(Records excerpted from a collection)
start
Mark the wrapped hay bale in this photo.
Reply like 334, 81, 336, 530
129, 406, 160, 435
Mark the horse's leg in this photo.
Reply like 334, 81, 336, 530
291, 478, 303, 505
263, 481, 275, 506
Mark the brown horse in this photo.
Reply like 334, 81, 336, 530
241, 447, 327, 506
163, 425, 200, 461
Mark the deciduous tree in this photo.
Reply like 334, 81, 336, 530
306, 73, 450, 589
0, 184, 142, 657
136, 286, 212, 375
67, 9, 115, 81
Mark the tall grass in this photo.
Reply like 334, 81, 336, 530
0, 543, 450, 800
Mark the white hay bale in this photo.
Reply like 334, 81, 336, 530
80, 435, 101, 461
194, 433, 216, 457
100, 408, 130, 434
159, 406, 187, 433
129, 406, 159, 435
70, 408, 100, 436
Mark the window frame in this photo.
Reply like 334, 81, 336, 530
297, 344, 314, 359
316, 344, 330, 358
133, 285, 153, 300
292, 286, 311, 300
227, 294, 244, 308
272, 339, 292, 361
end
• [INSTRUCTION]
Retype every record above exactly as it appears.

• [EXERCISE RESPONSE]
Mark the wrapped hay bale in this photo.
Reply like 334, 81, 336, 530
129, 406, 160, 435
Mark the horse's leg in this photo.
Reply like 334, 81, 336, 530
291, 478, 303, 505
263, 481, 275, 506
Mark the brown horse in this photo.
Reply like 334, 81, 336, 530
241, 447, 327, 506
163, 425, 200, 461
Mark the deciduous tree in this photo.
Reply like 334, 81, 336, 530
306, 73, 450, 589
0, 184, 142, 657
136, 286, 212, 375
67, 9, 115, 81
Mark the tall grass in this photo.
Reply like 334, 81, 336, 530
0, 543, 450, 800
Mark the white hay bale in this photo.
Reply like 334, 81, 336, 530
80, 435, 101, 461
194, 433, 216, 457
100, 408, 130, 434
159, 406, 187, 433
129, 406, 159, 435
70, 408, 100, 436
Mark the window frame in this photo.
Reply like 334, 81, 336, 530
297, 344, 314, 359
316, 344, 330, 358
133, 285, 153, 300
292, 286, 311, 300
227, 294, 244, 308
272, 339, 292, 361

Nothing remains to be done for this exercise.